*PASSAGE GIVEN*
-=-=-

I didn't get the chance to meet the owner of this car but his colleague at the auto body repair shop came out to see what I was doing. It wasn't a great part of Oakland and he said he had had a car stolen from that block previously. I assured him my motives were honorable since I had an STE at home. The car appeared around the area several more times after it was photographed, but not in recent months that I've observed. I wonder what became of it.

Photographed January 2016

Thursday, March 30, 2017

San Francisco Street Sighting - 1963 Chrysler New Yorker

It's hard to believe it took me the better part of a decade to get this car onto the blog. I first sighted this 1963 Chrysler New Yorker in San Francisco while on a road trip around California with friends in 2007. At that time it was parked in the Inner Richmond neighborhood and sitting on American Racing directional sawblade wheels. I only got a couple of snapshots of it that day, and spent my entire college years exploring the city with that Chrysler on my list of vehicles to find and shoot in depth. It was only after a day trip in which I covered the entire road grid of the Sunset District that the car turned up again. The first time I located the New Yorker it was very late in the day and my shoot came out poorly, half of the car in the shadow of the houses across the street. I came back at a later date and did much better.

-=-=-

*WHAT IS ASKED*
1. Transcribe everything in the car blog passage from "I didn't get" down to "became of it.".
2. According to the car blog passage, what wheels was the 1963 Chrysler New Yorker sitting on when it was first sighted?

-=-=-

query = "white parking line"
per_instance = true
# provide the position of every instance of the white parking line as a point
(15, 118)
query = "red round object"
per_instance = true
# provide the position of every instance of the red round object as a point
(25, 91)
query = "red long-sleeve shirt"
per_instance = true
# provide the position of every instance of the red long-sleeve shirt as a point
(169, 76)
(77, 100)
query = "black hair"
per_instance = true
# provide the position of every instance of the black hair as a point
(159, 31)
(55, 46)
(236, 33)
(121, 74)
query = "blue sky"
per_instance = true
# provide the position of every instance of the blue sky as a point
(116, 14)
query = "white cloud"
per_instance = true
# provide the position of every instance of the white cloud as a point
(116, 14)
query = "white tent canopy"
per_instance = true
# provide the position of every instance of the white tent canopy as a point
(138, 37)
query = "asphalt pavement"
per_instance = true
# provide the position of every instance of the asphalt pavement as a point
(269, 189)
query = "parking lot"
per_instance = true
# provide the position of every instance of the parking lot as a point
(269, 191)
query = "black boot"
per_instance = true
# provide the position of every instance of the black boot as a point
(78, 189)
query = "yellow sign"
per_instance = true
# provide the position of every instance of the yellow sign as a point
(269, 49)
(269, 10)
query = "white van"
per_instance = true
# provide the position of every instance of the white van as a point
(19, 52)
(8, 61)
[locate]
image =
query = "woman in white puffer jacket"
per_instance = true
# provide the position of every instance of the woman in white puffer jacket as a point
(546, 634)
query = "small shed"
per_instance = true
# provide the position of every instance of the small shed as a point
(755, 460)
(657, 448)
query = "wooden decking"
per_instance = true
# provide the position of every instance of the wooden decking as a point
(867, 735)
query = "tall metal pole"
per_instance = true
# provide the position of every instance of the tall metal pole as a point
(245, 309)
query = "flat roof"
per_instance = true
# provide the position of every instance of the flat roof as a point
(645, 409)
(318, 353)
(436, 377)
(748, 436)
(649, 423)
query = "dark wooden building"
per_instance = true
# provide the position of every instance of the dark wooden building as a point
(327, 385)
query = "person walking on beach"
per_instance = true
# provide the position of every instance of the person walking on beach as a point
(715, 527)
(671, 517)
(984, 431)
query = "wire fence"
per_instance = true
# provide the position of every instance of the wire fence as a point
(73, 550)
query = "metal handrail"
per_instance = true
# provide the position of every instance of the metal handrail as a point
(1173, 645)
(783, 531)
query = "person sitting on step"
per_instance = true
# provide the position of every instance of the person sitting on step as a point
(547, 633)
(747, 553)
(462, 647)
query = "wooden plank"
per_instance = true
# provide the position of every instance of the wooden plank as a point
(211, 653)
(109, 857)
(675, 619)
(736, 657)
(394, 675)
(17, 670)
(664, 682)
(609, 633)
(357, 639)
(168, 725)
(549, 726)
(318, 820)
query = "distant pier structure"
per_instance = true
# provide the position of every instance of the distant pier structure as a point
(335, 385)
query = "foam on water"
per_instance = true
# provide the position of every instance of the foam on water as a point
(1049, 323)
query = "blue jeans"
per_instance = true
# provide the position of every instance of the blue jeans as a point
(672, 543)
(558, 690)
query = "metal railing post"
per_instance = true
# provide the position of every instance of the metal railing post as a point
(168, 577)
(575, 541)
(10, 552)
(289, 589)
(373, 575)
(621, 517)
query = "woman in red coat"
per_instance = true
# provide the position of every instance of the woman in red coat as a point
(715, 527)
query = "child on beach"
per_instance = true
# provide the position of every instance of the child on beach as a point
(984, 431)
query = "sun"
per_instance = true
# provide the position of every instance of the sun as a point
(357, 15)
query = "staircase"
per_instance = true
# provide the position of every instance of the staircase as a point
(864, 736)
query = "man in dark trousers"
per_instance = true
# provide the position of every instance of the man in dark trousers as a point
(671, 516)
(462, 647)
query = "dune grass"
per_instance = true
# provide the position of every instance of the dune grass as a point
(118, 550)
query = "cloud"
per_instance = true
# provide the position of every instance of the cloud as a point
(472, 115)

-=-=-

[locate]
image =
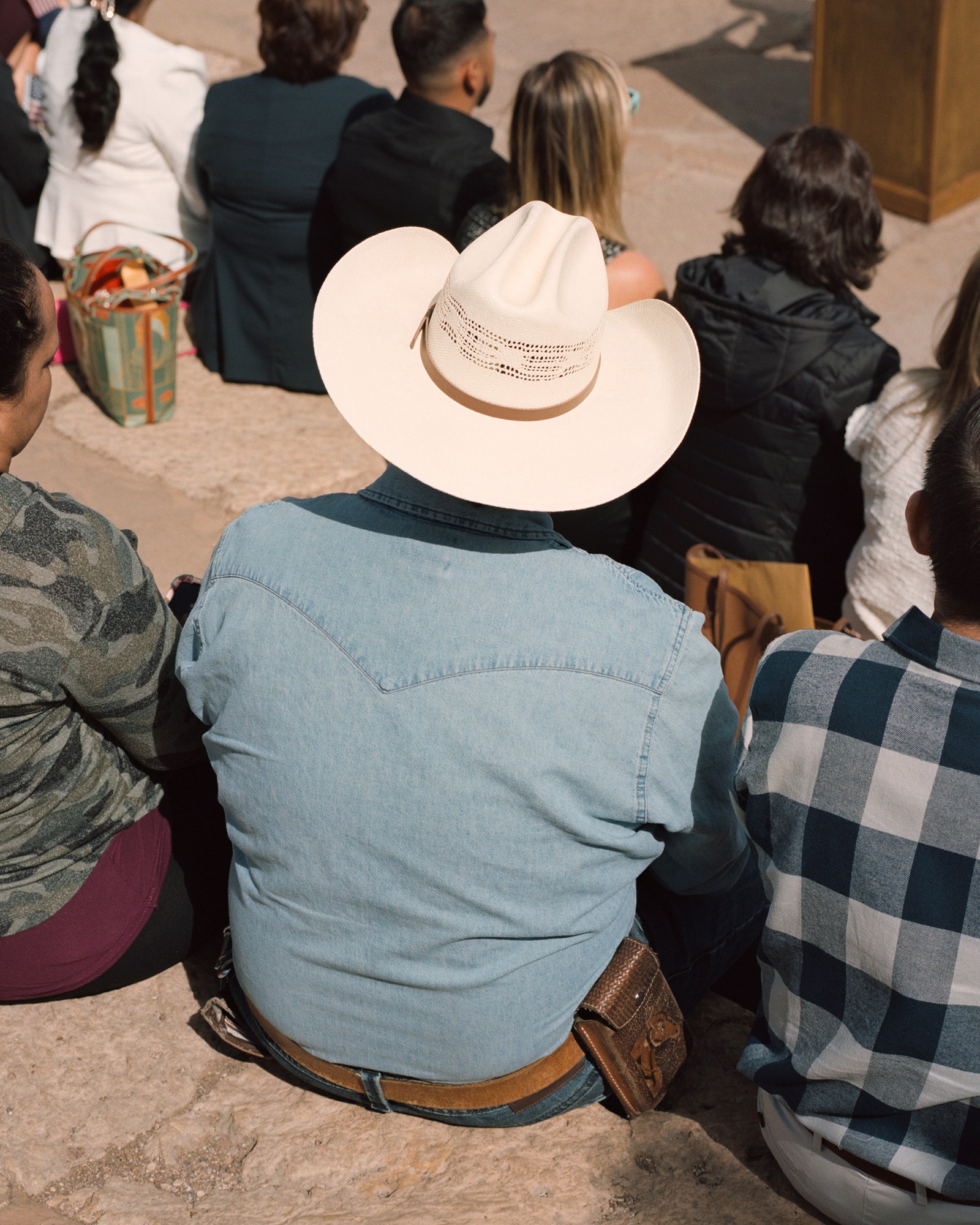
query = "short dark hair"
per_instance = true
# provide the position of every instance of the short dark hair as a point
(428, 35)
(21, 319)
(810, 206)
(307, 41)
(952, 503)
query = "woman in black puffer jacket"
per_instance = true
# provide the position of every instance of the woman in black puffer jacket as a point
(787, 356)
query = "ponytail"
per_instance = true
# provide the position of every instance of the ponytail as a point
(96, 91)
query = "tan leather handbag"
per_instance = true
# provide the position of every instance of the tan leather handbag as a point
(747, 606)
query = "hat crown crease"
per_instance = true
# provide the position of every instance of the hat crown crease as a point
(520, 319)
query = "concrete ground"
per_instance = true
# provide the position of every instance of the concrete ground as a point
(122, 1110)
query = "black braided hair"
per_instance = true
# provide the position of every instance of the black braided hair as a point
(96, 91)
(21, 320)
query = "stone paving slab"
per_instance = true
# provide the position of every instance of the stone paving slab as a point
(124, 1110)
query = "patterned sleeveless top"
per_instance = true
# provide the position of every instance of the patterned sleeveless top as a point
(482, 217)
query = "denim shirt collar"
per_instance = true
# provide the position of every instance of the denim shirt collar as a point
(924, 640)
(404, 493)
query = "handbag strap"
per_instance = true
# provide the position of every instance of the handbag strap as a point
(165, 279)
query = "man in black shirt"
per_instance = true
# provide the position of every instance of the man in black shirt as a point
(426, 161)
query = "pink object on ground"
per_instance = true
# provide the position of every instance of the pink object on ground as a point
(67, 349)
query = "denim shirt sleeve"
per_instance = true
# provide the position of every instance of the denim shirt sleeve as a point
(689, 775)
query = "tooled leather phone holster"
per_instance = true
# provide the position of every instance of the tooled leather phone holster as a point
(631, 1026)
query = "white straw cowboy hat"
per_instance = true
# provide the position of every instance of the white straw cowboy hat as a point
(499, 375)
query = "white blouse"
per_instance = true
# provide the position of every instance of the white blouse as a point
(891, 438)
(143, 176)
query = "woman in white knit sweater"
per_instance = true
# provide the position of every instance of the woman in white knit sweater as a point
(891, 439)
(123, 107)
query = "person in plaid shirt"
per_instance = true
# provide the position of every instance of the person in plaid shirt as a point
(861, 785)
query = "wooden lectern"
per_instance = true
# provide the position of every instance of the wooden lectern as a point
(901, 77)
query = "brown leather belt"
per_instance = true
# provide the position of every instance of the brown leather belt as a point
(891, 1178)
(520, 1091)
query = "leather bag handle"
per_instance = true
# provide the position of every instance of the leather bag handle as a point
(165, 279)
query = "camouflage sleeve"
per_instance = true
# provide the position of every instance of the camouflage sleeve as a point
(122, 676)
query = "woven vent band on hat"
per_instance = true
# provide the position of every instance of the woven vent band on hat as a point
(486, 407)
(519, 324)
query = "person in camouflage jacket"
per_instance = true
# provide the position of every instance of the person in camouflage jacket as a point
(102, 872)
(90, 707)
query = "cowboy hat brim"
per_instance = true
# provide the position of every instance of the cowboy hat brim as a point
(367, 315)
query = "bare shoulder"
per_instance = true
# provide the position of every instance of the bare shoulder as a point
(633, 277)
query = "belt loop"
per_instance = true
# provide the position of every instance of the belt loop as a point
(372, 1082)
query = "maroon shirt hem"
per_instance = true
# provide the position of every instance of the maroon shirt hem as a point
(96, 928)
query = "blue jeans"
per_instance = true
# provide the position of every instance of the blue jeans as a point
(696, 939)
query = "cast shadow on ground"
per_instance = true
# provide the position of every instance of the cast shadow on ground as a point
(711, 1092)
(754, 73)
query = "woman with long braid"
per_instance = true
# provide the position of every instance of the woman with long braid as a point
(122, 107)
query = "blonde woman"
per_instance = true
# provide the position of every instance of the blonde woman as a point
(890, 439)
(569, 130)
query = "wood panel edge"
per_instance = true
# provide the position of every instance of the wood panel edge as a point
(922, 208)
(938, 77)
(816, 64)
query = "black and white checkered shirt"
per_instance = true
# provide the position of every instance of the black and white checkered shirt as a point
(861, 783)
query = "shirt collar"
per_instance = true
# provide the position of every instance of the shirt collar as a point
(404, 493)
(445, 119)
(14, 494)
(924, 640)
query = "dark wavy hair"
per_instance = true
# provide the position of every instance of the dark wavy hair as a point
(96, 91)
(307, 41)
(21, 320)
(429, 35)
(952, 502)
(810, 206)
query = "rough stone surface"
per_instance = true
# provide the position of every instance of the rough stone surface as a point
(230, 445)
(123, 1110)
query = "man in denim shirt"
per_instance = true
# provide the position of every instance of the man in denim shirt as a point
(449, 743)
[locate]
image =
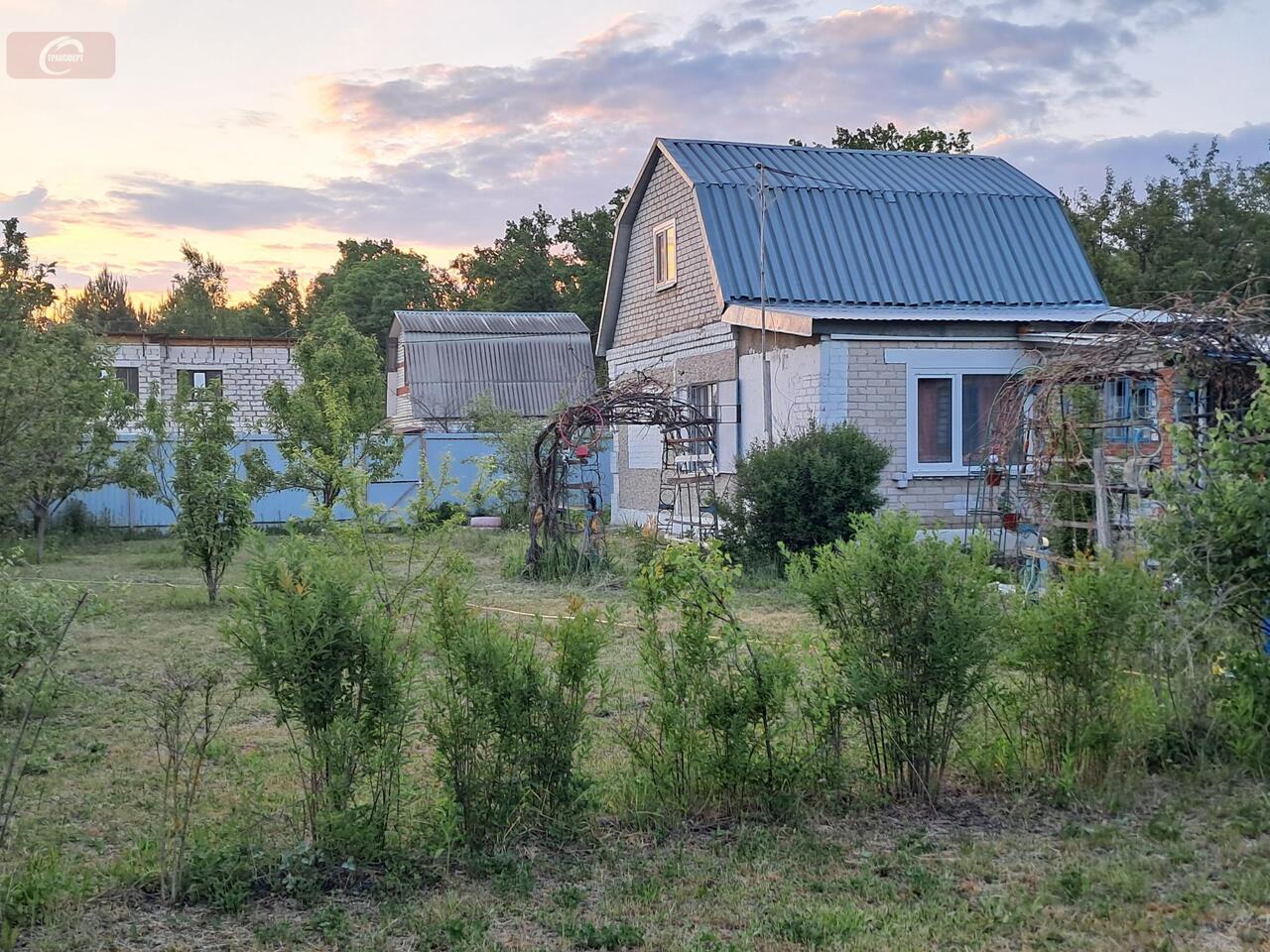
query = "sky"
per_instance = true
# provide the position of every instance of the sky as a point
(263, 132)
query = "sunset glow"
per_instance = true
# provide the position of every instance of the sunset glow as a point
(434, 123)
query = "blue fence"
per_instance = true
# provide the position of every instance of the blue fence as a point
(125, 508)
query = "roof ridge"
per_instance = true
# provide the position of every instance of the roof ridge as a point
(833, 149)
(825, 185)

-=-=-

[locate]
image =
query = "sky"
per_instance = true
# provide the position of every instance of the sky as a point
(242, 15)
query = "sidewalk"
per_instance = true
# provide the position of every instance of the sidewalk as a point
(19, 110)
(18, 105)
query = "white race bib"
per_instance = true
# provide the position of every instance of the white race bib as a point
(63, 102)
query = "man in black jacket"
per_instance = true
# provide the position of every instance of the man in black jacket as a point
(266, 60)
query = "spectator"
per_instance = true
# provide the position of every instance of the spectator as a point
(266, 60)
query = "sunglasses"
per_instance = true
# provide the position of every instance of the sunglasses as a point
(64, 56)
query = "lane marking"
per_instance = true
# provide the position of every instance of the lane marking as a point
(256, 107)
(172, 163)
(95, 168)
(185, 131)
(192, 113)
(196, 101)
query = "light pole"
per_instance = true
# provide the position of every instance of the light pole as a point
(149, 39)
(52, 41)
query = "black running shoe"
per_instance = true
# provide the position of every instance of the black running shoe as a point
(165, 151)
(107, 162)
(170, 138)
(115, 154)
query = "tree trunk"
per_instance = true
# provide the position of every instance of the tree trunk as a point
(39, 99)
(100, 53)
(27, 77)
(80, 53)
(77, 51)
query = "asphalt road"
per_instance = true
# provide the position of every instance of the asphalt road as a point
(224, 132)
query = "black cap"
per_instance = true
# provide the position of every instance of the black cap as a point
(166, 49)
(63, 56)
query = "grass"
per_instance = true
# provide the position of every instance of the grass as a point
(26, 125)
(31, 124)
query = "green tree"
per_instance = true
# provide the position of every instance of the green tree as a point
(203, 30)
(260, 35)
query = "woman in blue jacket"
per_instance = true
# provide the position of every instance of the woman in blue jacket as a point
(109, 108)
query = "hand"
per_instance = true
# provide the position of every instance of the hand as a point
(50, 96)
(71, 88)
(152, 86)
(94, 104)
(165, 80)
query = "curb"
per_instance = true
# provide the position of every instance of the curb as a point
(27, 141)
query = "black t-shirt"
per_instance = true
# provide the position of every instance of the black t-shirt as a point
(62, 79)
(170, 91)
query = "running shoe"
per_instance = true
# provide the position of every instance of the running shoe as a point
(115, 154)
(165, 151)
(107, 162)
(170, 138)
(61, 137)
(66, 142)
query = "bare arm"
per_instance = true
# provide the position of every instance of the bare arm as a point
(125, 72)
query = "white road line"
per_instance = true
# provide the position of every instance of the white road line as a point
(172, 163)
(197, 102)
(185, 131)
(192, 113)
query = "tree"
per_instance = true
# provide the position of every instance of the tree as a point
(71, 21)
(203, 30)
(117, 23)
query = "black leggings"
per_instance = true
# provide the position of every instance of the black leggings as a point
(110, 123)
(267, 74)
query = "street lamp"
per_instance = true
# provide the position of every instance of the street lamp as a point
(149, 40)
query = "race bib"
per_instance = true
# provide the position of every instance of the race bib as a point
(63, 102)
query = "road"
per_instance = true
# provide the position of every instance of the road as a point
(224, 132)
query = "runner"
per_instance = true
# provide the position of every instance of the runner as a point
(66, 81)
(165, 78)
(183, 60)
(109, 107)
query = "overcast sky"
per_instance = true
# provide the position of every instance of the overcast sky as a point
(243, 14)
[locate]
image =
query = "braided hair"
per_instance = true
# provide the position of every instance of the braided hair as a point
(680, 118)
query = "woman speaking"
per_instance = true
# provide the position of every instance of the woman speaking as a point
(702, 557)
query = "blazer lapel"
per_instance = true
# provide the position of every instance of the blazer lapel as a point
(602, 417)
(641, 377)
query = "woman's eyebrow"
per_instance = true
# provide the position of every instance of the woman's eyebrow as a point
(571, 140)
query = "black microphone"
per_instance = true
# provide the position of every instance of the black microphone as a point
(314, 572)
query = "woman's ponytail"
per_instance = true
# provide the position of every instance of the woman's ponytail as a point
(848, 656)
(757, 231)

-=-=-

*OUTPUTS IN ORDER*
1.
I didn't get the chance to meet the owner of this car but his colleague at the auto body repair shop came out to see what I was doing. It wasn't a great part of Oakland and he said he had had a car stolen from that block previously. I assured him my motives were honorable since I had an STE at home. The car appeared around the area several more times after it was photographed, but not in recent months that I've observed. I wonder what became of it.

2. American Racing directional sawblade wheels.